- Task to complete
Output each line of the data below as a Markdown table with a "No." column numbering the rows in order and a "Text" column holding the line. Skip blank lines and leave out the pictures.

Dataset records:
· · ·
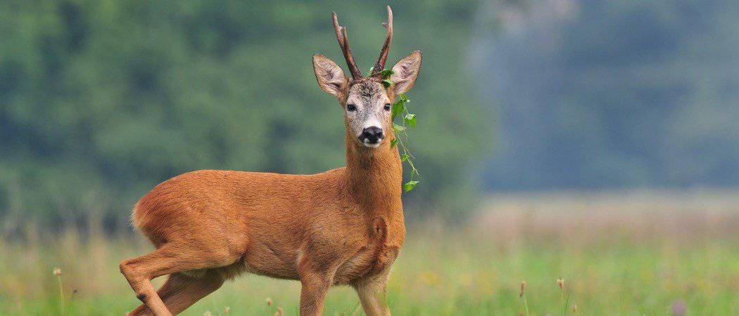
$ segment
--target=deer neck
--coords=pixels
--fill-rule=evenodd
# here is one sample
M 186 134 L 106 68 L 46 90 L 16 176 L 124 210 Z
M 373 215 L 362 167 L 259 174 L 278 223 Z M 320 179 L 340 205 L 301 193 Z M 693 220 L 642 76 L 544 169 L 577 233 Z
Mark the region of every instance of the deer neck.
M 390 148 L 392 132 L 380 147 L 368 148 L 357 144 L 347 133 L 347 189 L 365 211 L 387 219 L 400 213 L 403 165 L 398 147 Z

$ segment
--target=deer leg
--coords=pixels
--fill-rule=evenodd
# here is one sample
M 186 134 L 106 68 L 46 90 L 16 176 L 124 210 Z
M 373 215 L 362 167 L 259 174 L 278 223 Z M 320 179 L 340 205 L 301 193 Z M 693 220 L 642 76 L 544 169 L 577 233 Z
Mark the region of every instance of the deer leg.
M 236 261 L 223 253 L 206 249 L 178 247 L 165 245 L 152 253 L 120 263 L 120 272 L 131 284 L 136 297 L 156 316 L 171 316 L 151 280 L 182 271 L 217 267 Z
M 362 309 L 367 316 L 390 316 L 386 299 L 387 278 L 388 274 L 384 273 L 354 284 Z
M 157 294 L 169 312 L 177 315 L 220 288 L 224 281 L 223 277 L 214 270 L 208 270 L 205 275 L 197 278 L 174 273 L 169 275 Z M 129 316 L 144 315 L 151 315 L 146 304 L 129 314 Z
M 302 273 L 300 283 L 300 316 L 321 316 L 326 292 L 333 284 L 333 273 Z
· · ·
- Response
| No. | Text |
|---|---|
| 1 | $ segment |
| 2 | --target=deer neck |
| 3 | --coords=pixels |
| 4 | --fill-rule=evenodd |
| 5 | # here is one sample |
| 6 | M 186 134 L 106 68 L 46 90 L 16 176 L 124 210 Z |
| 7 | M 373 215 L 362 167 L 259 174 L 278 223 Z M 320 179 L 340 205 L 301 193 Z M 693 220 L 642 76 L 544 169 L 577 233 Z |
| 8 | Mark the region of every instance of the deer neck. |
| 9 | M 390 148 L 392 132 L 380 147 L 368 148 L 357 144 L 347 133 L 347 189 L 365 211 L 387 219 L 400 213 L 403 165 L 398 147 Z |
| 10 | $ segment |
| 11 | --target=deer leg |
| 12 | --coords=pixels |
| 13 | --fill-rule=evenodd |
| 14 | # here is one sample |
| 15 | M 186 134 L 106 68 L 46 90 L 16 176 L 124 210 Z |
| 16 | M 373 215 L 362 167 L 259 174 L 278 223 Z M 320 179 L 340 205 L 301 193 Z M 693 220 L 642 76 L 544 169 L 577 233 Z |
| 17 | Mark the region of every instance of the deer leg. |
| 18 | M 236 261 L 223 253 L 206 249 L 178 247 L 165 245 L 152 253 L 120 263 L 120 272 L 131 284 L 136 297 L 156 316 L 171 316 L 151 280 L 182 271 L 217 267 Z |
| 19 | M 362 309 L 367 316 L 390 316 L 386 299 L 387 278 L 388 274 L 384 273 L 354 284 Z |
| 20 | M 157 294 L 169 312 L 177 315 L 220 288 L 224 281 L 223 277 L 214 270 L 208 270 L 205 275 L 197 278 L 174 273 L 169 275 Z M 129 316 L 144 315 L 151 315 L 146 304 L 129 314 Z |
| 21 | M 302 273 L 300 283 L 300 316 L 321 316 L 326 292 L 333 284 L 333 273 Z |